> Exercise objective: Write out every line of the records below as a numbered list, skipping any blank lines and leaving out the pictures.

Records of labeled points
= = = = =
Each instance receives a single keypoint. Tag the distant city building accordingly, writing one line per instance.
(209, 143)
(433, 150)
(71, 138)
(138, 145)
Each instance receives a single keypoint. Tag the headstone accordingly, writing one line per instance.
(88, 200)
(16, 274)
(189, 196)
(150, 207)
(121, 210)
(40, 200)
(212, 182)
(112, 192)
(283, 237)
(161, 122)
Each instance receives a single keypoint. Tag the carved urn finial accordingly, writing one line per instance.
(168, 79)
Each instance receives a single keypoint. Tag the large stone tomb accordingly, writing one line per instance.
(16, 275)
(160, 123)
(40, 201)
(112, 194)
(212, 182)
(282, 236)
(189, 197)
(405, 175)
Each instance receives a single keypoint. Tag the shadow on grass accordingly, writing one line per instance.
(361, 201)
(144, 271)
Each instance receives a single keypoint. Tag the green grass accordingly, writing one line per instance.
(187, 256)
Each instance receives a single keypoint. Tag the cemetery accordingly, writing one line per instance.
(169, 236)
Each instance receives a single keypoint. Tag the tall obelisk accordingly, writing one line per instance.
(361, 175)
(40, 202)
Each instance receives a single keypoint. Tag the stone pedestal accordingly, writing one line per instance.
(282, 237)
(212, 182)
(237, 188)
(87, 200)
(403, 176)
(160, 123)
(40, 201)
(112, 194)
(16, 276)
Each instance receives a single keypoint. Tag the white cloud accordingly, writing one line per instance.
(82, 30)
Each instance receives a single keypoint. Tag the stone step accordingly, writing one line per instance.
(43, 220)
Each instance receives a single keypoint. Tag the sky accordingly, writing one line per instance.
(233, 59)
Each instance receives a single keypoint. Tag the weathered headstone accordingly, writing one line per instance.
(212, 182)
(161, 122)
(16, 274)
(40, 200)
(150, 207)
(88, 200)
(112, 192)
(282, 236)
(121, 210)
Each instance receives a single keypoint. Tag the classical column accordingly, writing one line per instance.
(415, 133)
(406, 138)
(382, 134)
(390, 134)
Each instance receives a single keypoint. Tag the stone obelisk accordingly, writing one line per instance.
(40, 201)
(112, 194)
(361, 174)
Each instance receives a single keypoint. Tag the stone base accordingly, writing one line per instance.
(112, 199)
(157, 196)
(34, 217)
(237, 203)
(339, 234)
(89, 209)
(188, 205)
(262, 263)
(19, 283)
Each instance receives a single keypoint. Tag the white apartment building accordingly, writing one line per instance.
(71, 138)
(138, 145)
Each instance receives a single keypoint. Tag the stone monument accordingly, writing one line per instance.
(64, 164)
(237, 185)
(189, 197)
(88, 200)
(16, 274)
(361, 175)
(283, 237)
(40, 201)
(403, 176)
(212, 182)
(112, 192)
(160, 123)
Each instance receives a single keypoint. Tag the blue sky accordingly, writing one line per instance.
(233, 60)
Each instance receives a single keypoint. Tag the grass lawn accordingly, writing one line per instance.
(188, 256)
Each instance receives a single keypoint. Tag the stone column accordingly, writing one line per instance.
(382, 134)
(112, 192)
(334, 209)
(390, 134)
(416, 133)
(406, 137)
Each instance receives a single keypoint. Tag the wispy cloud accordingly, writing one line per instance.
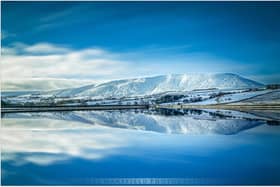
= = = = =
> Full output:
1. Each instance receives a single keypoint. Tag the distant city building accordingly, writing one line per instance.
2. (209, 143)
3. (433, 150)
4. (71, 138)
5. (138, 145)
6. Each instance receives a single keypoint. Tag the headstone accordingly, writing one line per instance.
7. (88, 200)
8. (16, 274)
9. (189, 196)
10. (150, 207)
11. (121, 210)
12. (40, 200)
13. (212, 182)
14. (112, 192)
15. (283, 237)
16. (161, 122)
17. Each instance receives a single keypoint. Tag the carved urn finial accordingly, writing one line per instance.
18. (168, 79)
19. Each instance receives a single keypoint. Tag the large stone tomb accordingly, writing one line per instance.
20. (16, 275)
21. (160, 123)
22. (40, 201)
23. (112, 194)
24. (212, 182)
25. (282, 236)
26. (189, 197)
27. (405, 175)
28. Each instance receives a single keypoint. Tag the shadow on grass accordingly, writing one line per instance.
29. (361, 201)
30. (144, 271)
31. Each instance receives a single keypoint. Tag the green grass accordingly, writing one line per instance.
32. (187, 256)
33. Each instance receives a single keypoint. Tag the cemetery accordingly, writing one line per instance.
34. (169, 236)
35. Each instance receives a single keypoint. Tag the tall obelisk accordingly, writing one line per instance.
36. (361, 175)
37. (40, 202)
38. Each instance receives a single keypoint. Tag the stone pedestal accordingly, writing one line per instance.
39. (282, 237)
40. (212, 182)
41. (237, 188)
42. (87, 200)
43. (403, 176)
44. (160, 123)
45. (40, 201)
46. (112, 194)
47. (16, 276)
48. Each instance receives a single keypoint. Tag the white cloud accordingly, writing one line per instance.
49. (82, 30)
50. Each instance receives a single keypoint. Tag the stone step accordingly, writing one line per instance.
51. (43, 220)
52. Each instance receives a single keypoint. Tag the sky accordingly, writing one line per instance.
53. (233, 59)
54. Each instance receives a single keypoint. Tag the weathered headstone accordingly, writing one line per instance.
55. (212, 182)
56. (161, 122)
57. (16, 274)
58. (40, 200)
59. (150, 207)
60. (88, 200)
61. (112, 192)
62. (282, 236)
63. (121, 210)
64. Each instance receives a single keypoint. Tag the classical column accordingly, writing one line per instance.
65. (415, 133)
66. (406, 138)
67. (382, 134)
68. (390, 134)
69. Each instance receives a single keypoint. Tag the stone obelisk accordingly, writing one line per instance.
70. (40, 201)
71. (112, 194)
72. (361, 174)
73. Each instance receives a single keypoint. Tag the stone base accordingly, writing one line per instance.
74. (112, 199)
75. (157, 196)
76. (34, 217)
77. (237, 203)
78. (339, 234)
79. (89, 209)
80. (188, 205)
81. (262, 263)
82. (19, 283)
83. Each instance receives a single keypoint. Tag the white apartment building accordingly, writing one line per instance.
84. (71, 138)
85. (138, 145)
86. Each instance receives a single keypoint. Tag the stone monument accordingly, writing one line per instance.
87. (64, 164)
88. (237, 185)
89. (189, 197)
90. (88, 200)
91. (16, 274)
92. (361, 175)
93. (283, 237)
94. (40, 201)
95. (403, 176)
96. (212, 182)
97. (112, 192)
98. (160, 123)
99. Each instance receives a single keypoint. Tag the blue sky accordingly, writing one line per instance.
100. (233, 60)
101. Each instance receives a single keypoint. Tag the grass lawn accordingly, writing one line per instance.
102. (188, 256)
103. Each instance receives a single keypoint. Tag the stone column accordingly, writing one line per instance.
104. (382, 134)
105. (112, 192)
106. (334, 209)
107. (390, 134)
108. (416, 133)
109. (406, 137)
110. Each instance receives a single keypoint. Tag the wispy cloud accordingly, writing one line per instance.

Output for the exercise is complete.